The problem :: Please copy out the lines of the records below word for word, beginning with the line that contains "Show me the gothic window here." and ending with the line that contains "57 147 62 165".

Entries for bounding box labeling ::
· · · ·
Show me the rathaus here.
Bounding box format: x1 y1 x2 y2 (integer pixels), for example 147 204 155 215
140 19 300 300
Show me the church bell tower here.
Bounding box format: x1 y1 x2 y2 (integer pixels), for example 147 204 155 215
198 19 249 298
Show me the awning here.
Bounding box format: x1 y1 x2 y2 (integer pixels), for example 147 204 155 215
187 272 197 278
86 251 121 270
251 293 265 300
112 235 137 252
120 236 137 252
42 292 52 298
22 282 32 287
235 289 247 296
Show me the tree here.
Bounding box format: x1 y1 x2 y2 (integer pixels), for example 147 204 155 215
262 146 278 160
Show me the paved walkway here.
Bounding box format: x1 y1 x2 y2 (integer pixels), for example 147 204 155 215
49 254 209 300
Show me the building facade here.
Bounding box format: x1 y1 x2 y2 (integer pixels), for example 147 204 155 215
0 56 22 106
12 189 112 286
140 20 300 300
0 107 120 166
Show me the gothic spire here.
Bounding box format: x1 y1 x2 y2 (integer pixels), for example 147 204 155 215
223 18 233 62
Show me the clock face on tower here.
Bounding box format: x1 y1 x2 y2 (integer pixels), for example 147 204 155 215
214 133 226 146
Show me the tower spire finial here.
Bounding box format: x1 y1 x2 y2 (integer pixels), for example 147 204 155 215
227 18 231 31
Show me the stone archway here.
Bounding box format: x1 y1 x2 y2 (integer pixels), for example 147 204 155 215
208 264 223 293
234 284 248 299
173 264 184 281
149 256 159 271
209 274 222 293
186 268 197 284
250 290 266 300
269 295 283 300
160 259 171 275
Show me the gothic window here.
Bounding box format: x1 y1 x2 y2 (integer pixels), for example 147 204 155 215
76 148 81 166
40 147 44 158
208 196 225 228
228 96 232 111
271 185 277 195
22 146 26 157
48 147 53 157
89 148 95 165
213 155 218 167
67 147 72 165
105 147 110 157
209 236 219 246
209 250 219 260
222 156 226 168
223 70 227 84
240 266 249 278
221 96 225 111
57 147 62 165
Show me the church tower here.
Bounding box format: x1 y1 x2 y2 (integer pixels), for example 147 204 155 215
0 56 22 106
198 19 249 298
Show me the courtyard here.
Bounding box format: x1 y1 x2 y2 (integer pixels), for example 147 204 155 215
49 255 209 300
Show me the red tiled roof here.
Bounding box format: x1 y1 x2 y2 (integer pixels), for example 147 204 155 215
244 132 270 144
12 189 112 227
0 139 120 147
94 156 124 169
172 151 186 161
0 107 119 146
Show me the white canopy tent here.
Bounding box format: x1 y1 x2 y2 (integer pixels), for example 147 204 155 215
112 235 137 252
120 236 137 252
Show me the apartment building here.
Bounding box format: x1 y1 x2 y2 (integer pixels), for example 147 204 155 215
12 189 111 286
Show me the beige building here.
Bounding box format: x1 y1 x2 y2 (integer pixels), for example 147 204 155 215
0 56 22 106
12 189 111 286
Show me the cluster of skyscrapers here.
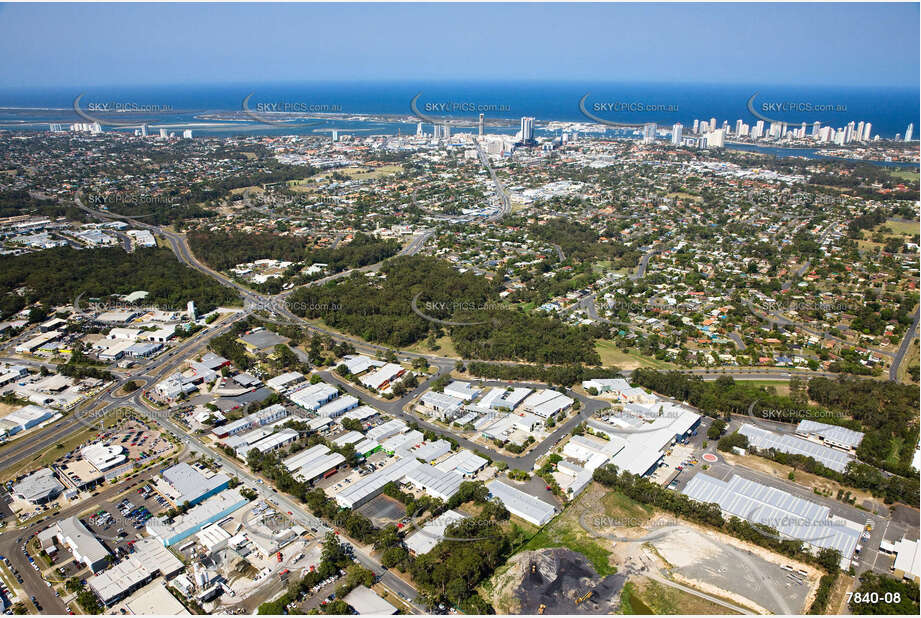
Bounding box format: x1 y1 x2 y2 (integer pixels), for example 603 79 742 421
664 118 914 148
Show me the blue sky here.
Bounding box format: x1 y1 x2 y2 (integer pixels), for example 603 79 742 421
0 3 921 89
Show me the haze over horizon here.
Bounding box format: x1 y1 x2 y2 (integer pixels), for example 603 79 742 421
0 3 921 89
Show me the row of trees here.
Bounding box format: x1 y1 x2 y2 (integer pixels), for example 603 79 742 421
0 247 240 317
592 464 841 573
188 230 400 273
720 433 921 505
291 256 600 365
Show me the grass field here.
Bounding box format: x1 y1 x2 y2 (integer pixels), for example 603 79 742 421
0 404 126 481
899 339 921 384
621 577 735 615
522 483 619 576
665 191 703 202
745 380 790 395
601 491 654 522
874 219 919 236
288 165 403 191
889 169 921 182
595 339 677 370
403 335 458 358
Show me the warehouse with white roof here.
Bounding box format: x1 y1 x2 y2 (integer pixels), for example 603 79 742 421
317 395 358 418
682 472 863 570
405 510 467 556
739 424 853 472
796 420 863 453
486 480 556 526
288 382 338 412
435 449 489 477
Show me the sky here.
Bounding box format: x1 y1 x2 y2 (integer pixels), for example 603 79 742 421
0 3 921 89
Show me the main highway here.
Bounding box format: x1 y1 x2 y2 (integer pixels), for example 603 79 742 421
0 194 900 611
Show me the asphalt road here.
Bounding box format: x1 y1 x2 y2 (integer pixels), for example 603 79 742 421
0 468 159 614
889 309 921 382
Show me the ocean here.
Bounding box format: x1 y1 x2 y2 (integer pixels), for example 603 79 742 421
0 81 919 138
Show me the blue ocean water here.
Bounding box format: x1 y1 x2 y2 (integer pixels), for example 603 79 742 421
0 81 921 138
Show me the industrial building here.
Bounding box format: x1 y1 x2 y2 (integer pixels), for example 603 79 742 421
13 468 64 504
435 449 489 477
682 472 863 570
444 380 480 401
335 457 463 509
340 354 387 376
289 382 339 412
211 403 288 438
879 538 921 584
342 585 397 616
521 389 575 418
316 395 359 418
796 421 863 453
265 371 304 393
486 480 556 526
86 538 184 613
147 489 247 547
80 442 128 472
739 424 853 472
2 404 55 436
419 391 464 421
358 363 406 392
283 442 344 482
365 418 409 442
48 517 111 573
405 510 467 556
244 428 300 455
403 460 464 502
157 462 230 506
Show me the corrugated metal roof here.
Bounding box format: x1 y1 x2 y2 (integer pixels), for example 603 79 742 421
796 421 863 448
739 425 852 472
682 472 860 565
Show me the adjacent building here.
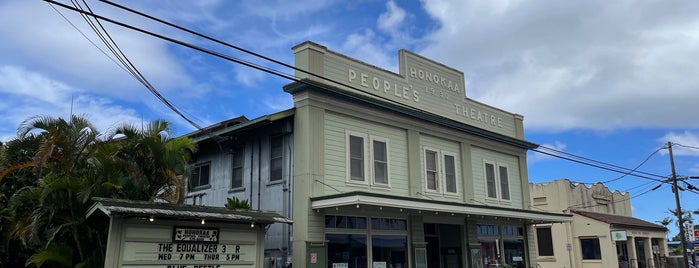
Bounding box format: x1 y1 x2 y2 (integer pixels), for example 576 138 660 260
188 42 574 268
529 179 668 268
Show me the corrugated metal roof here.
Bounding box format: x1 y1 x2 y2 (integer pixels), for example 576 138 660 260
571 210 667 231
86 198 293 224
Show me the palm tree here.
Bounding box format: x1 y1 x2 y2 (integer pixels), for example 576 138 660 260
106 120 196 204
9 115 102 262
0 115 196 267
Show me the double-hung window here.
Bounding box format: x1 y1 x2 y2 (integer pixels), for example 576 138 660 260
485 161 510 200
269 135 284 182
347 132 390 186
189 162 211 189
424 148 458 194
536 226 553 256
231 146 245 189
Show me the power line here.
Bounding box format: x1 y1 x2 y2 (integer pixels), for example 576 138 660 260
45 0 692 192
532 149 664 182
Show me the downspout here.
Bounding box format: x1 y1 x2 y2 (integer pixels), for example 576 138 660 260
258 136 262 210
248 140 255 207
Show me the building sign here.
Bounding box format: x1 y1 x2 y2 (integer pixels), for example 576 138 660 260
612 231 626 241
294 43 522 138
172 226 218 243
120 225 258 268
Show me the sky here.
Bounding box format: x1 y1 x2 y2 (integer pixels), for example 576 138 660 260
0 0 699 235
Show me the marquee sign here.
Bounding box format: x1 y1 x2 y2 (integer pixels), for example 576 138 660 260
· · · ·
Written solution ::
Show me the gothic window here.
Bounding box format: x1 y1 x2 y2 (integer pixels), for example 147 204 155 215
76 148 81 166
40 147 44 158
208 196 225 228
228 96 232 111
271 185 277 195
22 146 26 157
48 147 53 157
89 148 95 165
213 155 218 167
67 147 72 165
105 147 110 157
209 236 219 246
209 250 219 260
222 156 226 168
223 70 227 84
240 266 249 278
221 96 225 111
57 147 62 165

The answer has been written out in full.